• Extracted data
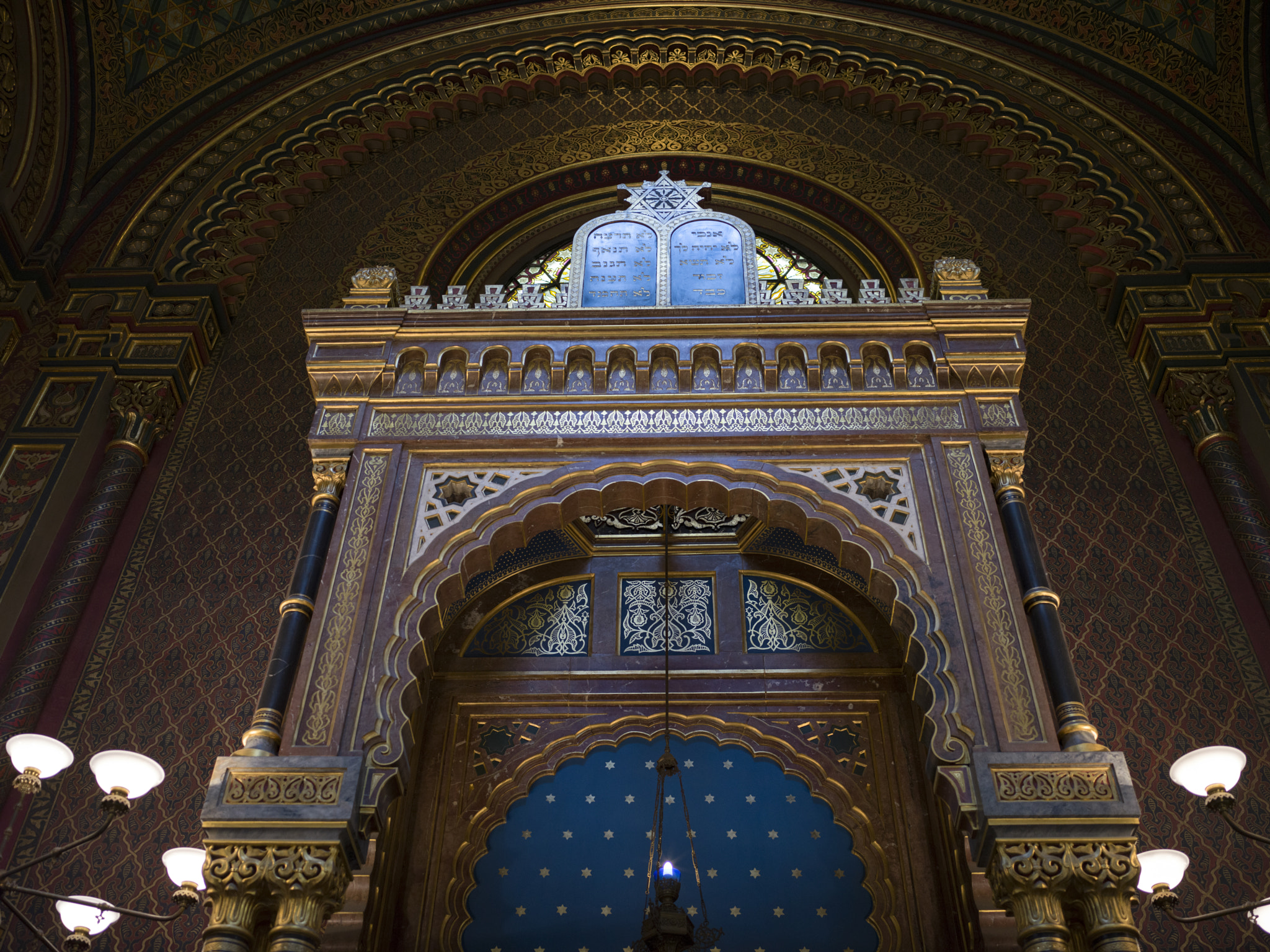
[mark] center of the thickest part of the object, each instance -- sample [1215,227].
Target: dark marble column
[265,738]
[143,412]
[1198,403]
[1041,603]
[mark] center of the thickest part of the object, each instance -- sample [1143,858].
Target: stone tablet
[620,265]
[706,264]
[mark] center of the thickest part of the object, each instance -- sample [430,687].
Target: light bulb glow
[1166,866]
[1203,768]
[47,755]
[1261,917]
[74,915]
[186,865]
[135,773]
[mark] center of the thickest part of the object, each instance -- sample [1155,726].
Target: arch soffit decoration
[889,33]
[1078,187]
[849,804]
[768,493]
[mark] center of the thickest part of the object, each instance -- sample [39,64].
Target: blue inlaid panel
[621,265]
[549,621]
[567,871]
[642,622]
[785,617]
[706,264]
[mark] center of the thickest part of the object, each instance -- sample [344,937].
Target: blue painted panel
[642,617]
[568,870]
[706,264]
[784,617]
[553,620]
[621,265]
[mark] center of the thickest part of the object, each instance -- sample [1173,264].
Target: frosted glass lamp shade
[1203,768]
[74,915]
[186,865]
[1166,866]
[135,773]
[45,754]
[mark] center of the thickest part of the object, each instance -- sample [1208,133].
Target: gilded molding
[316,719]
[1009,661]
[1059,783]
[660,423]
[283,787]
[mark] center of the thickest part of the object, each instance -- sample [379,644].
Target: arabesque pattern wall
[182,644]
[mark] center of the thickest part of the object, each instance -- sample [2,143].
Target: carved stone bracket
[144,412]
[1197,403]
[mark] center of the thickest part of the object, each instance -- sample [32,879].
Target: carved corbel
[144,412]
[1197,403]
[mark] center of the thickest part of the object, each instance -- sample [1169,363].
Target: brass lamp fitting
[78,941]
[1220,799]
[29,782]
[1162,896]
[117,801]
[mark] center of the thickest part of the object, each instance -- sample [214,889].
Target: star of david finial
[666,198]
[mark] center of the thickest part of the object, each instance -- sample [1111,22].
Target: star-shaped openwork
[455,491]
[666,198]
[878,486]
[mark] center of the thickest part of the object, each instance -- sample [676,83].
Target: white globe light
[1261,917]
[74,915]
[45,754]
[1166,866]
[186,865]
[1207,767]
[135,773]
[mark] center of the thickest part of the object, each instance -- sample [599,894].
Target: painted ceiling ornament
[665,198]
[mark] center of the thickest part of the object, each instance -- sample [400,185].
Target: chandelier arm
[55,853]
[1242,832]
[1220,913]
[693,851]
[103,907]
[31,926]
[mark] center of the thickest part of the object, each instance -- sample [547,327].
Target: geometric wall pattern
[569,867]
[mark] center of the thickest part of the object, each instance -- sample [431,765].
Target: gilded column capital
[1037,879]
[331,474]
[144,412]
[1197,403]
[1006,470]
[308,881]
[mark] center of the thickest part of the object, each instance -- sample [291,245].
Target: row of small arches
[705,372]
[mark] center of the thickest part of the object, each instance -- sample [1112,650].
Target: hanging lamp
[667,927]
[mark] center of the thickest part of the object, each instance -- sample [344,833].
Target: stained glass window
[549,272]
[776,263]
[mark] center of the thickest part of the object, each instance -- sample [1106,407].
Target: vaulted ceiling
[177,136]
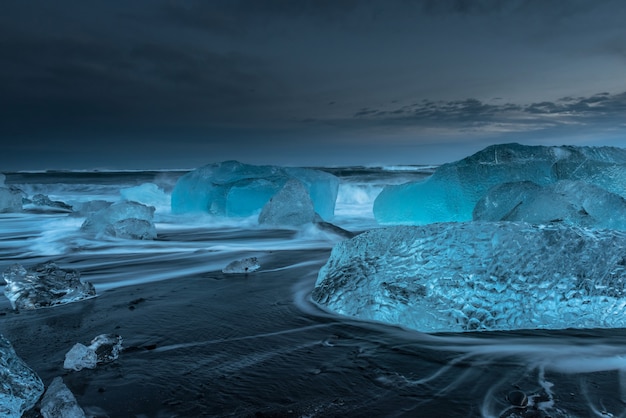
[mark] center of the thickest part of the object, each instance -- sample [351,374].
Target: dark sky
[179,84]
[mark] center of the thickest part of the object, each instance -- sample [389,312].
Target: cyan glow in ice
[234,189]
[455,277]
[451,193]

• Exercise
Return each line of the data, keeping its wording exact and omitting pictures.

• The reply
[mark] center of the thickest part of the object, each instance -- sample [1215,227].
Target: dark marble column
[265,738]
[143,412]
[1198,403]
[1041,603]
[mark] center of the thickest part of the object, each instance -- sample [1143,858].
Target: stone tablet
[620,265]
[706,264]
[mark] center of the thickest part of the object, each instance -- sample [430,687].
Target: light bulb glow
[1166,866]
[1203,768]
[47,755]
[1261,917]
[74,915]
[186,865]
[135,773]
[mark] center of the thickest part of the object, each instance -- sample [1155,726].
Target: arch soffit decoration
[889,33]
[1078,187]
[849,804]
[768,493]
[mark] center of the thickest part of the object, each instance -- sample [39,64].
Target: blue inlaid panel
[621,265]
[549,621]
[567,871]
[642,622]
[785,617]
[706,264]
[mark] center of the thickest part of the object, each instance -- sample [344,937].
Target: blue painted panel
[642,617]
[568,870]
[706,264]
[784,617]
[553,620]
[621,265]
[mark] center of the thickest part of the object, each instance -- sample [1173,264].
Target: frosted glass lamp shade
[1203,768]
[74,915]
[186,865]
[1166,866]
[135,773]
[45,754]
[mark] center of the thickest part of the object, each instance -- sample [1208,133].
Target: gilded molding
[316,719]
[1009,661]
[1059,783]
[660,423]
[283,787]
[mark] center of the thickest part of the object, each instance -- sample [379,644].
Target: arabesque pattern wall
[182,644]
[mark] center of the thickest part of the object, each instance -- sample [2,143].
Target: carved stone bracket
[144,412]
[1197,403]
[mark] center of the thickest part of the object, each instance -- sample [32,879].
Target: carved corbel
[144,412]
[1197,403]
[mark] center of the thickest part of the object, each instance -- sample [1169,363].
Target: brass lamp fitting
[78,941]
[1220,799]
[29,782]
[1162,896]
[117,801]
[mark] center of the thickest part of the object, each instance -- sample [214,889].
Target: star of david finial
[666,198]
[mark] center of the thickest part of the object, each instance -- sample [1111,22].
Target: star-shaped openwork
[455,491]
[666,198]
[878,486]
[mark] center of the thickest part of the object, each instance -- sample [676,83].
Target: white globe light
[1261,917]
[74,915]
[45,754]
[1166,866]
[186,865]
[1207,767]
[135,773]
[mark] center of the thickest part of the object, each instance -- sample [599,894].
Target: painted ceiling ornament
[665,198]
[mark] center of the thickest part of the object, each instance -- sample [400,185].
Target: chandelier arm
[55,853]
[1242,832]
[1220,913]
[693,851]
[103,907]
[31,926]
[mark] center of the thickest part of the object, each instance -- sample [547,327].
Target: geometric wall pattern
[569,867]
[mark] center of the thickest part of the object, each instance -- sample [431,765].
Target: gilded column capital
[1037,879]
[331,474]
[144,412]
[1197,403]
[1006,470]
[308,881]
[mark] center of the thickest part of the object, each instance -- sample [291,245].
Target: row of small arches
[705,372]
[mark] center of the thickest part of the object, each instance -- sample [1112,650].
Target: hanging lamp
[667,927]
[mark] center of the thickest part of the object, each instance -- sample [344,833].
Target: stained glass window
[549,272]
[776,263]
[mark] center of the thickest part of the object, each instance -- sample [1106,407].
Target: vaulted ceiling
[177,136]
[mark] center of the thickest part of the object, each instance -- sample [351,374].
Target: dark sky
[179,84]
[mark] center of the thickest part of the object, each instance -- sample [389,312].
Target: cyan glow in ice
[234,189]
[455,277]
[451,193]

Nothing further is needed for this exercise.